• [Task details]
Run through the records and, wherever a line holds the word "surface", return that line.

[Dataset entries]
——
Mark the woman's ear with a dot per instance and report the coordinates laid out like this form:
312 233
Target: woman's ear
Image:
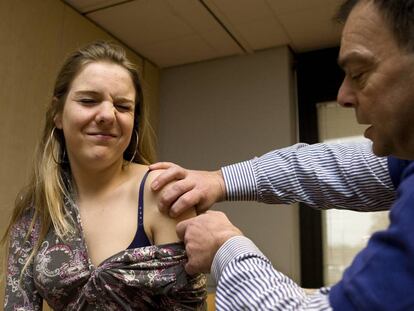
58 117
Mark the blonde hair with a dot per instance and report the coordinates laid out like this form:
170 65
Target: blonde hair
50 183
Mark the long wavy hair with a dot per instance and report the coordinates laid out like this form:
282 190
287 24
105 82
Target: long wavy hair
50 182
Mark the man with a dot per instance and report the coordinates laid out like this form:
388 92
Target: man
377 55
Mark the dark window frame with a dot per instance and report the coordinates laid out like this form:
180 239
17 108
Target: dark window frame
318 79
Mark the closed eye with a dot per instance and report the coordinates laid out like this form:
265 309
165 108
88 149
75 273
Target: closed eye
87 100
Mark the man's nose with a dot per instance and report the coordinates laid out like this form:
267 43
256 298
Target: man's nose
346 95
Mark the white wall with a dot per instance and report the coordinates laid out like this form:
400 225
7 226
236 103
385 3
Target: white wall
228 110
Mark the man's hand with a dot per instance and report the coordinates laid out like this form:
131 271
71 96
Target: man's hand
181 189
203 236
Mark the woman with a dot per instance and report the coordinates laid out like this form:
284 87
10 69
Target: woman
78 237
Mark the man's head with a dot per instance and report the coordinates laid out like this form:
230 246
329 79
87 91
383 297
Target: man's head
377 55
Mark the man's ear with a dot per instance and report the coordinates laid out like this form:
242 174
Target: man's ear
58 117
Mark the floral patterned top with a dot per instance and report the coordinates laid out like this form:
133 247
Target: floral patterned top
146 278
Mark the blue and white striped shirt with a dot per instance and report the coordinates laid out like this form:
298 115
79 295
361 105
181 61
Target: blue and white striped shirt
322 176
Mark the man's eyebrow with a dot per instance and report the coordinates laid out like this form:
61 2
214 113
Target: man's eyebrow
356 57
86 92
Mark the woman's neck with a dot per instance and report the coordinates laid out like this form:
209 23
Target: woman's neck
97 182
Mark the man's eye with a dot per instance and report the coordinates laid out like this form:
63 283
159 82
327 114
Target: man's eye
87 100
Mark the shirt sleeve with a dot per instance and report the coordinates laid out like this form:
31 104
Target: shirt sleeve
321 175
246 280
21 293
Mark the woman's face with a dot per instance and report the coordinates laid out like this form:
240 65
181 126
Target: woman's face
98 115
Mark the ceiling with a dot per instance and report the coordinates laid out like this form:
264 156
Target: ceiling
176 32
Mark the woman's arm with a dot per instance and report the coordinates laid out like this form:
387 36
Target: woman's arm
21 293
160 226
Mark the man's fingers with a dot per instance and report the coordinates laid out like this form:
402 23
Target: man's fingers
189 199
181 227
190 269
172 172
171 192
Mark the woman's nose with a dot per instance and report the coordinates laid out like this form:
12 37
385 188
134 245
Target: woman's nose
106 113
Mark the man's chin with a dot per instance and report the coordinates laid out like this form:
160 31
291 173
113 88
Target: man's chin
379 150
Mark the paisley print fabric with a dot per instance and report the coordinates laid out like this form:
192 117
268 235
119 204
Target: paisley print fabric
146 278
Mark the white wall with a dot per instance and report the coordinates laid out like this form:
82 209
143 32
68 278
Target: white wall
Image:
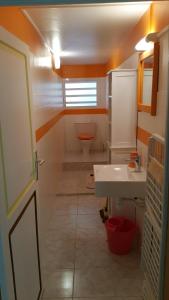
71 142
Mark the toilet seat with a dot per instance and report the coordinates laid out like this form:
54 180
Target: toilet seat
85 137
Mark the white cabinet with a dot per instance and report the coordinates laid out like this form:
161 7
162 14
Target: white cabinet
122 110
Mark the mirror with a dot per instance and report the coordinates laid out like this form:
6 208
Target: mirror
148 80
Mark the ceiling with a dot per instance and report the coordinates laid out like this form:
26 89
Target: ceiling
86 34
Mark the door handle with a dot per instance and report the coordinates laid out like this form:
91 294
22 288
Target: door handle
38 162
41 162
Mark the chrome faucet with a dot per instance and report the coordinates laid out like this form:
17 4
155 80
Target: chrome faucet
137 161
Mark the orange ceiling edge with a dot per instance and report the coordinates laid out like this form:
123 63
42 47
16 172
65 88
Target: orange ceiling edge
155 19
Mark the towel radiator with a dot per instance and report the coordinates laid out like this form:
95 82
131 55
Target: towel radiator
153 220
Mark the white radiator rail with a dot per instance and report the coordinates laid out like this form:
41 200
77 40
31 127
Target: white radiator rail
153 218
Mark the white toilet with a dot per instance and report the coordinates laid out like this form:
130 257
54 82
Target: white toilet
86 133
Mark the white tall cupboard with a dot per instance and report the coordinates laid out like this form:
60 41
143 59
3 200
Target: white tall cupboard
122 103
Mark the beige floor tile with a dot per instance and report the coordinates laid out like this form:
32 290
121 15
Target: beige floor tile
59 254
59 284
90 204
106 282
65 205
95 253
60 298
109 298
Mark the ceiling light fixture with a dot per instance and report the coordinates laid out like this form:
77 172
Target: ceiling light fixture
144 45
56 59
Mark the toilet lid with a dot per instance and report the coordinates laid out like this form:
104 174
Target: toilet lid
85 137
——
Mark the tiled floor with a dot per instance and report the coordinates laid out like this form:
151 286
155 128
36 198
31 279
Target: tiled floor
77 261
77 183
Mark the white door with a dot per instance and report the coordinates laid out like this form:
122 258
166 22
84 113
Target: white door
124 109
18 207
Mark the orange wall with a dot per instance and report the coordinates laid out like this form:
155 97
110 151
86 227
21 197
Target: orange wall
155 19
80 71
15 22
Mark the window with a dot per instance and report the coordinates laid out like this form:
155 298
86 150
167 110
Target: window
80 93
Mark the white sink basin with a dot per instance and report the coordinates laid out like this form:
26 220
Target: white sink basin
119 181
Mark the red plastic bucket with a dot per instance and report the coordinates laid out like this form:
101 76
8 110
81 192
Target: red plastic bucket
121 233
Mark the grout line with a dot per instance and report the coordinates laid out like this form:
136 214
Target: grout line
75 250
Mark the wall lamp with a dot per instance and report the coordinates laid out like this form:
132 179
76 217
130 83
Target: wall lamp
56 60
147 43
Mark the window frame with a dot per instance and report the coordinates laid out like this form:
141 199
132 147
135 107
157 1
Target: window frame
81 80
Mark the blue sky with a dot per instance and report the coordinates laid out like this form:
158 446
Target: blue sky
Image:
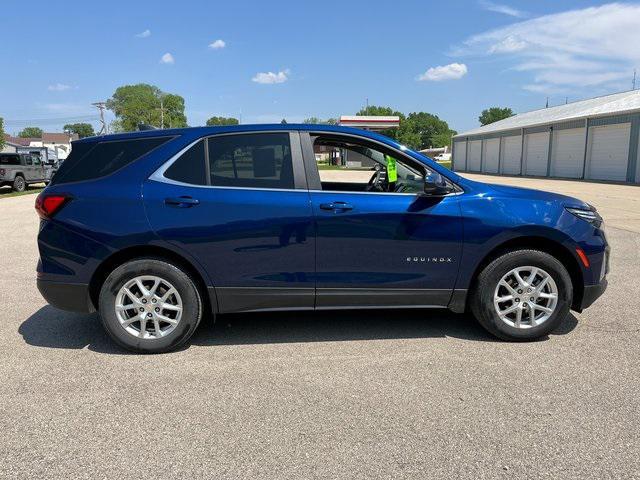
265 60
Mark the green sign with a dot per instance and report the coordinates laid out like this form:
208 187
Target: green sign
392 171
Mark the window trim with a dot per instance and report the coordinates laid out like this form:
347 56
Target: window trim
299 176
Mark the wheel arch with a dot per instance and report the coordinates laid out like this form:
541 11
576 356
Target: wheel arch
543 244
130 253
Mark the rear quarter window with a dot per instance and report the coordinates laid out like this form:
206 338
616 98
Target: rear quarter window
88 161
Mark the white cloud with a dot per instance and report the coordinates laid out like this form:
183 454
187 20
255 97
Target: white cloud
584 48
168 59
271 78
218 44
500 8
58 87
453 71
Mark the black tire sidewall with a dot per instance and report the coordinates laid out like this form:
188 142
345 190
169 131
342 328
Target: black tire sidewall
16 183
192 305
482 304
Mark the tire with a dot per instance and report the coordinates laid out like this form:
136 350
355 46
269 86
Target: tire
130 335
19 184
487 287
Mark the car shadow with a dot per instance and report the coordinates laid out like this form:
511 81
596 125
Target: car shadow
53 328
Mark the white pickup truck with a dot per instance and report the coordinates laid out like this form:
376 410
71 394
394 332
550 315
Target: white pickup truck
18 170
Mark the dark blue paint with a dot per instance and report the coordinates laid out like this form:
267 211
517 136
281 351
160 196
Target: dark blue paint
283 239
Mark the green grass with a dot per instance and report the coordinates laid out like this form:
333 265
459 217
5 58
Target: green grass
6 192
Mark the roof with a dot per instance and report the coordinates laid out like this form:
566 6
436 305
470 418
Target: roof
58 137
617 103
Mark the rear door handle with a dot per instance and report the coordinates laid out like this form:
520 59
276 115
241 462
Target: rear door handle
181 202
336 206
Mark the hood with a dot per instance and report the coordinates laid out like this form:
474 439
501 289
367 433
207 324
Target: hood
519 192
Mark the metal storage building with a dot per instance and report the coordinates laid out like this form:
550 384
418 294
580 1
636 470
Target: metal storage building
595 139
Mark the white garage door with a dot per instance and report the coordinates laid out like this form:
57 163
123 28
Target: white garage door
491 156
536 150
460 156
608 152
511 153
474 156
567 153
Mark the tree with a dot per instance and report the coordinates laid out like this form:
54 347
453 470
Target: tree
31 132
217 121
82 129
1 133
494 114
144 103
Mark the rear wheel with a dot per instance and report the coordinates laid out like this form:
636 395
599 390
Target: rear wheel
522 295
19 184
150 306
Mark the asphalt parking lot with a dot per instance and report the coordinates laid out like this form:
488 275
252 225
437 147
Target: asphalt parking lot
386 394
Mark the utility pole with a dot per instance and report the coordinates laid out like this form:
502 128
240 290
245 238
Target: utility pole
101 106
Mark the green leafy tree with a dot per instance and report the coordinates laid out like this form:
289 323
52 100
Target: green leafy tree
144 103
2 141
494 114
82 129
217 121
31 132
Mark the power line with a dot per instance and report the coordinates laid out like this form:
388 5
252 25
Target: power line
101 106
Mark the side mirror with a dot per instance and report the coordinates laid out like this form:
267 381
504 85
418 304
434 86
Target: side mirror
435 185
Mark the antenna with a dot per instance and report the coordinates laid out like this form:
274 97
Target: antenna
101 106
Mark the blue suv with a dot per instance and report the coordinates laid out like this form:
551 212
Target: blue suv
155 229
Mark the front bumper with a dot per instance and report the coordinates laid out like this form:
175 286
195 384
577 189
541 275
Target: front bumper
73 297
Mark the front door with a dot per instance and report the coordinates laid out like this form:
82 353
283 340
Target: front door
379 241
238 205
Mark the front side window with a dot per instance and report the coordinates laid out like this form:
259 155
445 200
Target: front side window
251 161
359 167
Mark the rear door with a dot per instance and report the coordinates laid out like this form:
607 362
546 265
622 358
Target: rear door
——
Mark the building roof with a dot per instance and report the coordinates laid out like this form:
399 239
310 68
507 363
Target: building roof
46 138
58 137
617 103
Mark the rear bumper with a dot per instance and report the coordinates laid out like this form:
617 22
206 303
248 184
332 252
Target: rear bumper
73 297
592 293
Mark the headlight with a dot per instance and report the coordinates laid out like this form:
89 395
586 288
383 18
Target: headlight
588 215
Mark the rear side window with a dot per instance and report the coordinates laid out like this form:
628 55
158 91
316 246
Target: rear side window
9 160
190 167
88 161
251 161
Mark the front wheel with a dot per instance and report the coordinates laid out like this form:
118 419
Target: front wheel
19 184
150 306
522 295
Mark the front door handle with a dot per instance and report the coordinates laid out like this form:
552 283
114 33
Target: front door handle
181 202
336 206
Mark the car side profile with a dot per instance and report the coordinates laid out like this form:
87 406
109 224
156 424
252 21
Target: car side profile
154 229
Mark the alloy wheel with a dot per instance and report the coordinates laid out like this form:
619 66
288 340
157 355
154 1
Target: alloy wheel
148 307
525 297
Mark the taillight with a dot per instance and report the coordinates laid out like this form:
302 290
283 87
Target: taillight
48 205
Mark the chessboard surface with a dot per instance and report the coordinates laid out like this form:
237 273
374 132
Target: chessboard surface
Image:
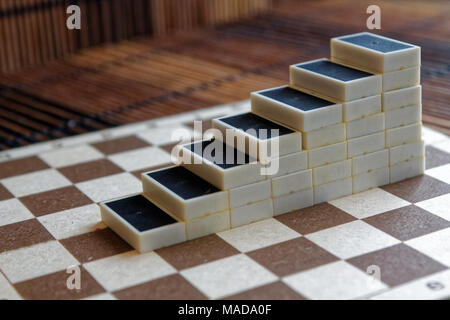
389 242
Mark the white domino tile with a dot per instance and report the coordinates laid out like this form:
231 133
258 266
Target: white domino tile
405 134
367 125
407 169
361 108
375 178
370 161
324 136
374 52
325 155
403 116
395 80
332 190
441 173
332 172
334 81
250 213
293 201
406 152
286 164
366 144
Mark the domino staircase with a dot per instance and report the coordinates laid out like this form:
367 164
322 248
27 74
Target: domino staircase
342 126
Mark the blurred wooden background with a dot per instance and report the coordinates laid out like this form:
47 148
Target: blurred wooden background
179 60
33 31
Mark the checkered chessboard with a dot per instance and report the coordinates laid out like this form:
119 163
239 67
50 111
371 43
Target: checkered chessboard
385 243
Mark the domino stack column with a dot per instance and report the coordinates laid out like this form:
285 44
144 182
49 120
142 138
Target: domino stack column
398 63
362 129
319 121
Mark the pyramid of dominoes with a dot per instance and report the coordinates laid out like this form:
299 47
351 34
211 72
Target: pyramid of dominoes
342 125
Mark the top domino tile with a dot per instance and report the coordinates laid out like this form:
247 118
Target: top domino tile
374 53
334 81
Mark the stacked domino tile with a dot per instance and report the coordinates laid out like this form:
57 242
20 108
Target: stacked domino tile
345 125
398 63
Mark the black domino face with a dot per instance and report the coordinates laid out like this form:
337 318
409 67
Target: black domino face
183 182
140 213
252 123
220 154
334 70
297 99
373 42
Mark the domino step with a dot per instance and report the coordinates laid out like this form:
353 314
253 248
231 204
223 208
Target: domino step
——
• [Task answer]
Mark the chessboard surface with a dot per instance and report the coordinates laid out like this form:
Target: chessboard surface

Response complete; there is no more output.